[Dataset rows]
━━━━━━

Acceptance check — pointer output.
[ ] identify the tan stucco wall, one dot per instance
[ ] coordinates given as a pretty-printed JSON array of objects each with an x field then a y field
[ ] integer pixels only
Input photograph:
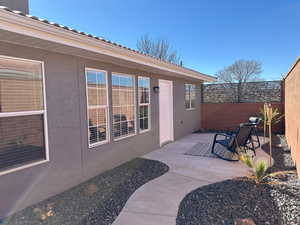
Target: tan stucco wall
[
  {"x": 71, "y": 161},
  {"x": 292, "y": 112}
]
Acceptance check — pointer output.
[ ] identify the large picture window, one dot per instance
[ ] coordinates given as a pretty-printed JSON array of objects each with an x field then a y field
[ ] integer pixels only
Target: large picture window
[
  {"x": 123, "y": 105},
  {"x": 97, "y": 106},
  {"x": 144, "y": 103},
  {"x": 190, "y": 96},
  {"x": 22, "y": 114}
]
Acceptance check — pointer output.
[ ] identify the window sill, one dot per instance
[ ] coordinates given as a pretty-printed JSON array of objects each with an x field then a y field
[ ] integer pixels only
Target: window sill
[
  {"x": 121, "y": 138},
  {"x": 91, "y": 146},
  {"x": 23, "y": 167},
  {"x": 145, "y": 131}
]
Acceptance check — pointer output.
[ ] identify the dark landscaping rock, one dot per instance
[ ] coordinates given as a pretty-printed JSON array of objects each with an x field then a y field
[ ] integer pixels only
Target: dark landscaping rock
[
  {"x": 275, "y": 202},
  {"x": 95, "y": 202},
  {"x": 244, "y": 222}
]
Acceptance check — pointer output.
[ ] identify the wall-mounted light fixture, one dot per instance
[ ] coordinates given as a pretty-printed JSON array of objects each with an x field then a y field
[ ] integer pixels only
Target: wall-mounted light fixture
[{"x": 156, "y": 89}]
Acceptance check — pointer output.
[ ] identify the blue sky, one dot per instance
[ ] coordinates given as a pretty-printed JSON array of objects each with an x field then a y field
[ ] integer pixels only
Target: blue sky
[{"x": 208, "y": 34}]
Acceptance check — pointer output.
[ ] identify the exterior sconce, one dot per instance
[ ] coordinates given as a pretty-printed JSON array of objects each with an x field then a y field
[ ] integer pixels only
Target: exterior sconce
[{"x": 156, "y": 89}]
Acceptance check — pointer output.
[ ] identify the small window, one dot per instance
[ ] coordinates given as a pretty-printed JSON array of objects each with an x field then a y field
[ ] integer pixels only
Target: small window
[
  {"x": 22, "y": 114},
  {"x": 190, "y": 96},
  {"x": 97, "y": 106},
  {"x": 123, "y": 105},
  {"x": 144, "y": 103}
]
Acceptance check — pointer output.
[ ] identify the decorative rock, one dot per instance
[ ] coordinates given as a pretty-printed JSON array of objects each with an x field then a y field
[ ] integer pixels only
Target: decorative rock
[{"x": 244, "y": 222}]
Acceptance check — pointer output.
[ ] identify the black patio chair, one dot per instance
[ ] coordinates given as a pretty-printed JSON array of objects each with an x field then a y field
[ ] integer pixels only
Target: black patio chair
[{"x": 232, "y": 142}]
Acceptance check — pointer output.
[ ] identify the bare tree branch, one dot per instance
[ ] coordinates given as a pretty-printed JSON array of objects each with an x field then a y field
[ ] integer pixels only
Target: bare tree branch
[
  {"x": 159, "y": 48},
  {"x": 238, "y": 74}
]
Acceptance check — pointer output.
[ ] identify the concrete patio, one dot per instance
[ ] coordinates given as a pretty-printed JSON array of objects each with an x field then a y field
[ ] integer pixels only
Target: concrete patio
[{"x": 157, "y": 202}]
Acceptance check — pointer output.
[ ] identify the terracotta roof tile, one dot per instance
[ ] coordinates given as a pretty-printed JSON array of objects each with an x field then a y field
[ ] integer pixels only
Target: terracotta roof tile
[{"x": 91, "y": 36}]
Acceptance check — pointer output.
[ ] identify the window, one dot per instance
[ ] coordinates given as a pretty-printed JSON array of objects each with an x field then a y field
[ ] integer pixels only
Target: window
[
  {"x": 22, "y": 114},
  {"x": 97, "y": 106},
  {"x": 123, "y": 105},
  {"x": 190, "y": 96},
  {"x": 144, "y": 103}
]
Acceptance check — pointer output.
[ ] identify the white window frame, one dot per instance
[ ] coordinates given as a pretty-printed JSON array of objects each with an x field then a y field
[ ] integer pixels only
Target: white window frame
[
  {"x": 97, "y": 107},
  {"x": 190, "y": 98},
  {"x": 28, "y": 113},
  {"x": 145, "y": 104},
  {"x": 134, "y": 102}
]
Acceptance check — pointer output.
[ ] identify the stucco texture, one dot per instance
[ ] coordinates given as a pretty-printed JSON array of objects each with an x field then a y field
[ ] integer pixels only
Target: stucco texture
[
  {"x": 292, "y": 111},
  {"x": 71, "y": 160}
]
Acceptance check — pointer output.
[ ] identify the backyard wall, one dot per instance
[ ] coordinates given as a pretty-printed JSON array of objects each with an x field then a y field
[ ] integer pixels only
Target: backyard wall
[
  {"x": 292, "y": 111},
  {"x": 228, "y": 116},
  {"x": 264, "y": 91},
  {"x": 71, "y": 160}
]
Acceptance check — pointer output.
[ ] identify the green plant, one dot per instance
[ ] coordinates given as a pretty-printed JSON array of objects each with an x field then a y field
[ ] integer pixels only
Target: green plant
[
  {"x": 270, "y": 117},
  {"x": 259, "y": 168}
]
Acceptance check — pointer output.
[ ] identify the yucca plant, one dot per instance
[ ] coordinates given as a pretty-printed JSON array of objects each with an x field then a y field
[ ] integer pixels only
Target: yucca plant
[
  {"x": 270, "y": 117},
  {"x": 259, "y": 168}
]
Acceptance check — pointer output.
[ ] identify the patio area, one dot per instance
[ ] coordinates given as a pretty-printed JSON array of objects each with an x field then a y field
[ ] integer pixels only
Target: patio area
[{"x": 157, "y": 202}]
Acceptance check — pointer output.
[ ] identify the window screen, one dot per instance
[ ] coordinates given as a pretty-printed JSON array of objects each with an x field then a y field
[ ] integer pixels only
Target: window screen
[
  {"x": 144, "y": 103},
  {"x": 22, "y": 114},
  {"x": 97, "y": 106},
  {"x": 190, "y": 96},
  {"x": 123, "y": 104}
]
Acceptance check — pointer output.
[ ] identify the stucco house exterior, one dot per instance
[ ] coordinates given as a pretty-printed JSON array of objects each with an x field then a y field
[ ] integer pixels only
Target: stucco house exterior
[{"x": 73, "y": 105}]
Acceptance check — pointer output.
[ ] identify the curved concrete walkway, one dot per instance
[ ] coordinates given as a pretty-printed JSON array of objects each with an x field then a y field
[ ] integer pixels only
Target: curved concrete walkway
[{"x": 157, "y": 202}]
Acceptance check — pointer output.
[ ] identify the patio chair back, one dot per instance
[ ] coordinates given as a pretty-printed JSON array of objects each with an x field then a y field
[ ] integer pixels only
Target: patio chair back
[{"x": 242, "y": 136}]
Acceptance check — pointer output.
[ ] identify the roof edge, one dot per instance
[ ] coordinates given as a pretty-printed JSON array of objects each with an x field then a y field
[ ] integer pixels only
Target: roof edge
[
  {"x": 18, "y": 22},
  {"x": 293, "y": 66}
]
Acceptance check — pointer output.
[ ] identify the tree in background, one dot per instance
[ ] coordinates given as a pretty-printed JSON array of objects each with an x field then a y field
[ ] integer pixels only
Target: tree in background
[
  {"x": 160, "y": 48},
  {"x": 238, "y": 74}
]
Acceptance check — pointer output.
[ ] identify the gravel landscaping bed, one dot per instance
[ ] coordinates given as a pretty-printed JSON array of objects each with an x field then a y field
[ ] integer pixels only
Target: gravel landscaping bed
[
  {"x": 97, "y": 201},
  {"x": 275, "y": 202}
]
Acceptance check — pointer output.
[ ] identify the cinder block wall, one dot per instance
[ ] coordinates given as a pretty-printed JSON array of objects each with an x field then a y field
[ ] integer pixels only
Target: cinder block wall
[
  {"x": 228, "y": 116},
  {"x": 292, "y": 111}
]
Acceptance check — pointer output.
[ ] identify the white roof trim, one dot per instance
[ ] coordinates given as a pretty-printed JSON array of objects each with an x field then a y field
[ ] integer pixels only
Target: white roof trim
[{"x": 21, "y": 24}]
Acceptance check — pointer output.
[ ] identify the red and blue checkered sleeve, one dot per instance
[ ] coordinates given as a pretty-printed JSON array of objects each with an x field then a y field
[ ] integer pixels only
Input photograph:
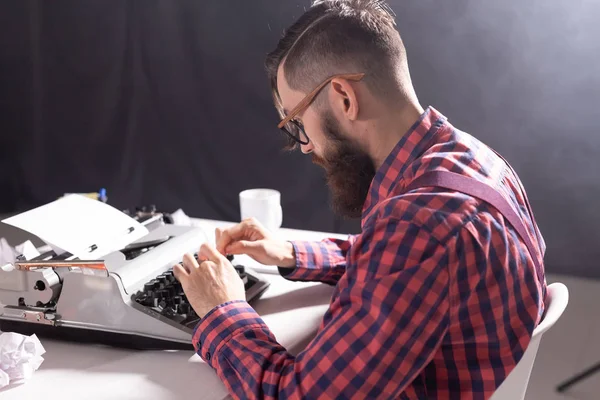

━━━━━━

Gather every line of the material above that contains the string "tile", matching case exactly.

_Answer for this exercise_:
[ ] identify the terracotta roof tile, one dot per instance
Target: terracotta roof tile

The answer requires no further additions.